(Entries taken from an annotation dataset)
______________________________
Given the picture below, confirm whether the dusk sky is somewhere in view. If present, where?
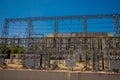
[0,0,120,36]
[0,0,120,18]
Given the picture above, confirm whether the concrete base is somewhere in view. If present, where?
[0,70,120,80]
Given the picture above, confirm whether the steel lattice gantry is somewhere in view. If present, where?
[2,14,120,38]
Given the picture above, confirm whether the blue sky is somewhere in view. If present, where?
[0,0,120,18]
[0,0,120,36]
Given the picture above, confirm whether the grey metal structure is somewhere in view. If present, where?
[0,14,120,71]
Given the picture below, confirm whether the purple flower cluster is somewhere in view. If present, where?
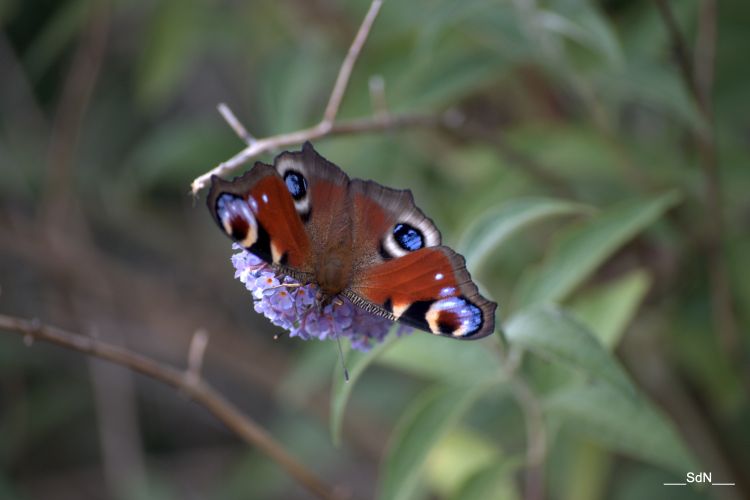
[232,243,401,351]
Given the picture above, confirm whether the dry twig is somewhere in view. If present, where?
[0,315,338,499]
[192,0,388,195]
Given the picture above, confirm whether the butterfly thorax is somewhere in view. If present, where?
[315,247,352,301]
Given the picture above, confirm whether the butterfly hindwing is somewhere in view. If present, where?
[350,246,497,339]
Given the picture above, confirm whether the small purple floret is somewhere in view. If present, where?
[232,243,405,351]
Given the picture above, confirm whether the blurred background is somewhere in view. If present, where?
[0,0,750,500]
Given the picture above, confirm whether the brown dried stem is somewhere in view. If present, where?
[191,0,384,194]
[0,314,339,499]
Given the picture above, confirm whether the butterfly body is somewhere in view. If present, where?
[207,143,496,339]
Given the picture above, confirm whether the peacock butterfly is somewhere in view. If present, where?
[207,142,497,339]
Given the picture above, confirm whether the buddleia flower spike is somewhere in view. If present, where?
[232,243,409,351]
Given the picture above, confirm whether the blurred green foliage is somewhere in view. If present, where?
[0,0,750,500]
______________________________
* _Goal_
Pull out every line of the data above that contains the string "blurred", matching case exactly. Copy each of those lines in full.

* _The solution_
Given the picture above, confirm whether the blurred background is somewhere in view. If present, where?
Given the picture above, confirm whether the blurred green foliage is somewhere in view. If present, where?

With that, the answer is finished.